Excerpt to read =
Believe in Brussels Sprouts: They’re Tasty and Good for You

The bum rap that brussels sprouts get is unfair. You’re not one of those folks who rejects outright this nutrition and fiber-packed little green superfood, are you? If you are, we’re here to change your mind.

These tiny little cabbage-clone vegetables have to shake their reputation as a bitter “nobody likes me” side dish and snack because when cooked properly, they offer a lot more than just the good feeling that comes with adding greens. They are part of the same family of veggies as cabbage, collard greens, broccoli and kale. Cook them simply with a bit of additional flavor and you might find you have a new favorite.

When roasted or steamed, brussels sprouts, which take their name from the capital of The Netherlands, offer excellent levels of vitamins as well as good fiber.

Lauren Cornay, RD, LN, a Community and Clinical Dietitian with Avera Heart Hospital said one cup of this vegetable offers plenty of good stuff.

“There’s only 38 calories in one cup, and that same portion provides 3.3 grams of fiber. That really helps to get to the recommended 25-30 grams a day,” she said. “Consider the fact they are a great source of vitamin C, thiamin, folate, vitamin A and vitamin K and you can see why they make many lists as a veggie on the rise.”

The factors that hold back brussels sprouts mostly revolve around their taste – and scent – when they are overcooked. Like many cabbage-family vegetables, brussels sprouts will give off a sulfur-like smell, but this occurs when you’ve gone too far with the boiling or steaming. Some folks complain they have a bit of bitter taste as well. So to avoid those pitfalls, we offer this super-simple approach to brussels sprouts allowing you to customize the flavor while still getting all the good nutrition.

What you will do =
(A) Copy the Brussels sprouts article from "Believe in Brussels" to "change your mind.", switching "superfood" to "powerhouse".
(B) Resume the Brussels sprouts article right after its last sentence.
The dataset entries have no connection to the Brussels sprouts article.

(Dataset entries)
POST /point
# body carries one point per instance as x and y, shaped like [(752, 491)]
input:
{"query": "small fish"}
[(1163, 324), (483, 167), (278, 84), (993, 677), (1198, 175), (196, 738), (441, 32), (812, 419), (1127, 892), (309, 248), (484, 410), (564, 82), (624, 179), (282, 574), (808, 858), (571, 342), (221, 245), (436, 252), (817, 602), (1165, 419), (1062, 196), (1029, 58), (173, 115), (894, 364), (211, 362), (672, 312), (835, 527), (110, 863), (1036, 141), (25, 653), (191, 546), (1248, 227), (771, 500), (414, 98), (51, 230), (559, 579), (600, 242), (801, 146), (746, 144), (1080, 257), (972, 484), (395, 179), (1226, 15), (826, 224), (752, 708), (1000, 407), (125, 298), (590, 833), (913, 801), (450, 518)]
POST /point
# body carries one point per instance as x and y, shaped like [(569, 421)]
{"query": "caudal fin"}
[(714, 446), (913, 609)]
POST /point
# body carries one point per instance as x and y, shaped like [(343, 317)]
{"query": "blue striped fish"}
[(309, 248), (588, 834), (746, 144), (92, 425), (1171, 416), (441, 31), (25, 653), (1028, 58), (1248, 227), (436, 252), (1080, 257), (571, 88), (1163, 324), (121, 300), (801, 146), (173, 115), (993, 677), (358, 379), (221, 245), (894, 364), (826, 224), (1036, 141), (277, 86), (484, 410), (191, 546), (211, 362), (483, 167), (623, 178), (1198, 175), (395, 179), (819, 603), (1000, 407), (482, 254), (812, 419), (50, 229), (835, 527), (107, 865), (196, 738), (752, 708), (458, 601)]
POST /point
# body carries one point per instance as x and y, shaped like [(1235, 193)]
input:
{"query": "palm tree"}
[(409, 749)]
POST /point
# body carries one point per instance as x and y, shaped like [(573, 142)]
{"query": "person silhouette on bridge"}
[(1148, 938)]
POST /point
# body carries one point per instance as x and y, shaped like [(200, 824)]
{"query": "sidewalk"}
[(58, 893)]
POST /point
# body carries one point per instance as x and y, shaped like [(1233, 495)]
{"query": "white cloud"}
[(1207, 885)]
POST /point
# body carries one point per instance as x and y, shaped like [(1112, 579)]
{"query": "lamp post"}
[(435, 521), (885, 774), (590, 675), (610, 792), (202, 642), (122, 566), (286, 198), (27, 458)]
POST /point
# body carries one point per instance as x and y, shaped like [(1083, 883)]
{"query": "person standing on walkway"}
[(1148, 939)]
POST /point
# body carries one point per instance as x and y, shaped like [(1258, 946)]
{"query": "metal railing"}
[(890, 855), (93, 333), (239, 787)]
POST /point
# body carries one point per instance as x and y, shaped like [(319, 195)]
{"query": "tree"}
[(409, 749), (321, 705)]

Per-task answers =
(A)
Believe in Brussels Sprouts: They’re Tasty and Good for You

The bum rap that brussels sprouts get is unfair. You’re not one of those folks who rejects outright this nutrition and fiber-packed little green powerhouse, are you? If you are, we’re here to change your mind.

(B)
  • First, carefully rinse your sprouts and then trim the stems and remove any yellow and loose leaves. Next, cut them all in half, and if you have some jumbo ones, consider halving them again. Aim for a uniform collection of halved or quartered sprouts.
  • Pre-heat your oven to 400 degrees and toss your sprouts in your favorite cooking oil, preferably one with good flavor, such as olive oil. Add a little salt and pepper, or if you enjoy its flavor, a little garlic or other herb concoction.
  • When the oven’s hot, set the sprouts, cut-side down, in a cast-iron oven-safe skillet or a baking sheet with edges and roast them for about 30-40 minutes, shaking the pan from time to time to guarantee thorough cooking. You can use a fork to test for tenderness. When they’re done, douse them with flavored vinegar, such as balsamic, and add just a touch more salt and pepper.

That’s really all you need to do to add a tasty, tart and oh-so-good for you vegetable to your winter meals.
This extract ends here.